-- GIVEN RECORDS follows --

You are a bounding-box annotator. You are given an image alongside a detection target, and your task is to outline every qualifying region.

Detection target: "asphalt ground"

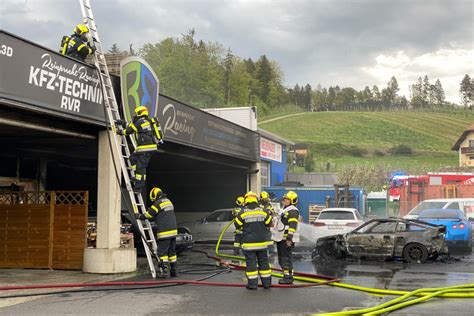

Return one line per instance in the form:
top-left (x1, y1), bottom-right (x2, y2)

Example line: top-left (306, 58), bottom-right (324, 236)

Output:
top-left (0, 244), bottom-right (473, 315)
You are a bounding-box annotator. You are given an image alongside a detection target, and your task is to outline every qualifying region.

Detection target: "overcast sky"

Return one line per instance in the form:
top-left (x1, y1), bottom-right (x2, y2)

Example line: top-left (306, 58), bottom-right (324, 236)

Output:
top-left (1, 0), bottom-right (473, 103)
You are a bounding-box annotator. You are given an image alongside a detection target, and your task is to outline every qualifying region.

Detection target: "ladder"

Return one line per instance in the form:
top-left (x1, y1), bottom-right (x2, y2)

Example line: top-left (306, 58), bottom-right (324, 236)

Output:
top-left (79, 0), bottom-right (160, 278)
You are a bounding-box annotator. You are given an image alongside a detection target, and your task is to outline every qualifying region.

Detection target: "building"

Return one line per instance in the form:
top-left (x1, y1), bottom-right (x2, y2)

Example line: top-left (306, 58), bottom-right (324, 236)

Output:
top-left (204, 107), bottom-right (293, 188)
top-left (452, 123), bottom-right (474, 167)
top-left (0, 30), bottom-right (259, 273)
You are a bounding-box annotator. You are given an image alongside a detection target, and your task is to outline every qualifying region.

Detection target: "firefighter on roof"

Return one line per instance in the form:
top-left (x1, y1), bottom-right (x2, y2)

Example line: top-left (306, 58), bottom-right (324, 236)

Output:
top-left (136, 187), bottom-right (177, 278)
top-left (116, 105), bottom-right (163, 192)
top-left (60, 24), bottom-right (95, 62)
top-left (234, 191), bottom-right (273, 290)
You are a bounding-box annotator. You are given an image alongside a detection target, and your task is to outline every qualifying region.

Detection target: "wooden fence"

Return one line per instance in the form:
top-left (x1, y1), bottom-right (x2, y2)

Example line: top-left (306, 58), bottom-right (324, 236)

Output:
top-left (0, 191), bottom-right (88, 270)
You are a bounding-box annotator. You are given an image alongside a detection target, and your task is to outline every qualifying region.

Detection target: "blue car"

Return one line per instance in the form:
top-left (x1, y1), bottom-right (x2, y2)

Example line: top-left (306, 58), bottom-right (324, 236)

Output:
top-left (418, 209), bottom-right (472, 253)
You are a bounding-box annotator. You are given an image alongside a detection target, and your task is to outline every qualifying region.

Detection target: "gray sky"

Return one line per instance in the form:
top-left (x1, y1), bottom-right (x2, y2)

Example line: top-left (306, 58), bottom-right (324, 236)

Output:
top-left (1, 0), bottom-right (473, 103)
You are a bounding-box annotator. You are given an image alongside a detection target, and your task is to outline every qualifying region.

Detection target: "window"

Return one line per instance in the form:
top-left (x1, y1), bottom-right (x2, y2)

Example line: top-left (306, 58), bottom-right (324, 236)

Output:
top-left (446, 202), bottom-right (460, 210)
top-left (261, 160), bottom-right (271, 187)
top-left (469, 140), bottom-right (474, 147)
top-left (205, 210), bottom-right (233, 222)
top-left (318, 211), bottom-right (355, 220)
top-left (370, 222), bottom-right (397, 233)
top-left (409, 201), bottom-right (447, 216)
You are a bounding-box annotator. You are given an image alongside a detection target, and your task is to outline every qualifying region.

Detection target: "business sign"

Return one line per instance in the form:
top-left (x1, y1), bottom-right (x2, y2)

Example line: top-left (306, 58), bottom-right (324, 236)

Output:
top-left (157, 94), bottom-right (259, 162)
top-left (260, 137), bottom-right (282, 162)
top-left (0, 30), bottom-right (105, 125)
top-left (120, 56), bottom-right (159, 121)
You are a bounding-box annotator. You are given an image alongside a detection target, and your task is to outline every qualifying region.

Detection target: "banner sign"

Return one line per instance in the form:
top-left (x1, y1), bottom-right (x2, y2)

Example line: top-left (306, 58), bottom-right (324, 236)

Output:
top-left (158, 94), bottom-right (259, 162)
top-left (0, 30), bottom-right (105, 125)
top-left (260, 137), bottom-right (282, 162)
top-left (120, 56), bottom-right (159, 121)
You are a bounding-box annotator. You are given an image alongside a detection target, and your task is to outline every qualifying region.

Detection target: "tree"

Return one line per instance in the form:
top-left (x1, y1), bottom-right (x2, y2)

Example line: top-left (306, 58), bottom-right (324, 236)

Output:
top-left (222, 48), bottom-right (234, 105)
top-left (108, 43), bottom-right (122, 54)
top-left (372, 85), bottom-right (381, 109)
top-left (255, 55), bottom-right (273, 105)
top-left (433, 79), bottom-right (445, 105)
top-left (304, 152), bottom-right (315, 172)
top-left (387, 76), bottom-right (399, 107)
top-left (460, 74), bottom-right (473, 107)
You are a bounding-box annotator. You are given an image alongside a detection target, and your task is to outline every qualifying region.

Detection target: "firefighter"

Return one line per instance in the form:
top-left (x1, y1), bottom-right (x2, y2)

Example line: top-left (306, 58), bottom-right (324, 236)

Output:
top-left (116, 105), bottom-right (163, 192)
top-left (60, 24), bottom-right (95, 62)
top-left (233, 196), bottom-right (245, 255)
top-left (259, 191), bottom-right (275, 215)
top-left (259, 191), bottom-right (275, 248)
top-left (235, 191), bottom-right (273, 290)
top-left (277, 190), bottom-right (299, 284)
top-left (136, 187), bottom-right (178, 278)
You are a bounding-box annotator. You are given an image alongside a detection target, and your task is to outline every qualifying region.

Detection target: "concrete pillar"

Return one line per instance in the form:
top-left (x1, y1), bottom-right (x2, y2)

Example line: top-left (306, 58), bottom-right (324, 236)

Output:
top-left (83, 131), bottom-right (136, 273)
top-left (248, 161), bottom-right (261, 193)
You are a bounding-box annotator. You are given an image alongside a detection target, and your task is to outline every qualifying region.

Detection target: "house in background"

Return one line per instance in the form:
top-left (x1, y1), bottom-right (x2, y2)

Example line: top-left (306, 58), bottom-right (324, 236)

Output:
top-left (452, 123), bottom-right (474, 167)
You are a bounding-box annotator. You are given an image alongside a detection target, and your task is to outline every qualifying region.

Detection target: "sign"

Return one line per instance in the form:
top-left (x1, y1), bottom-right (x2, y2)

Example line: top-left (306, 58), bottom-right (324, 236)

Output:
top-left (0, 31), bottom-right (105, 125)
top-left (120, 56), bottom-right (159, 121)
top-left (157, 95), bottom-right (259, 162)
top-left (260, 137), bottom-right (282, 162)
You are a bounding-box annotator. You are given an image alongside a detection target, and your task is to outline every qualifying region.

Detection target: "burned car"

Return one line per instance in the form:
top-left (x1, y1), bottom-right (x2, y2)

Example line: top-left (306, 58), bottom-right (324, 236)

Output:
top-left (312, 218), bottom-right (447, 263)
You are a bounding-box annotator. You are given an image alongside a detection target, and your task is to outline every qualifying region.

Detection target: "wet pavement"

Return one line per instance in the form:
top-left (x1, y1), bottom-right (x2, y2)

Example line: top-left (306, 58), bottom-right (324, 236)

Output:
top-left (0, 244), bottom-right (473, 315)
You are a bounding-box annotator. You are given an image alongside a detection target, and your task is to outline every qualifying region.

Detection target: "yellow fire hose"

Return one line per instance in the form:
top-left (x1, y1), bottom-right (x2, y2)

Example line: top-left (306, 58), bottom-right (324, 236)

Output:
top-left (214, 220), bottom-right (474, 314)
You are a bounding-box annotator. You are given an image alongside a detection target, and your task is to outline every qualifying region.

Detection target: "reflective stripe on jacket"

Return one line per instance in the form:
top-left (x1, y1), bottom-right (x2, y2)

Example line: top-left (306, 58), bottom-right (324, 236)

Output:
top-left (234, 203), bottom-right (272, 251)
top-left (123, 116), bottom-right (162, 152)
top-left (280, 205), bottom-right (299, 241)
top-left (144, 197), bottom-right (177, 239)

-- GIVEN RECORDS concluded --

BRIEF:
Lines in the data that hold "firefighter" are to be counted, and the number alone reported.

ANSWER BOX:
2